• **WHAT YOU HAVE TO DO**
Please render every line of the records below as a Markdown table with the columns "Row" and "Line", numbering each row and leaving out blank lines.

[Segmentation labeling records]
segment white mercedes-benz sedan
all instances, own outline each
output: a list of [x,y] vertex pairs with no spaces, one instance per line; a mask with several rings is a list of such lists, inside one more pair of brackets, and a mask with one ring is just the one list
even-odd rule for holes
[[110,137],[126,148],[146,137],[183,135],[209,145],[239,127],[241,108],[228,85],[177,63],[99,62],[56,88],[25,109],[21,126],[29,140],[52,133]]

• **EXERCISE ANSWER**
| Row | Line |
|---|---|
| 1 | segment white mercedes-benz sedan |
| 2 | all instances, own outline each |
| 3 | output: a list of [x,y] vertex pairs with no spaces, one instance per line; a mask with several rings is a list of such lists, inside one more pair of brackets, and a mask with one ring is just the one list |
| 4 | even-odd rule for holes |
| 5 | [[110,137],[126,148],[146,137],[183,135],[209,145],[239,127],[241,108],[228,85],[177,63],[99,62],[56,88],[25,109],[21,126],[29,140],[52,133]] |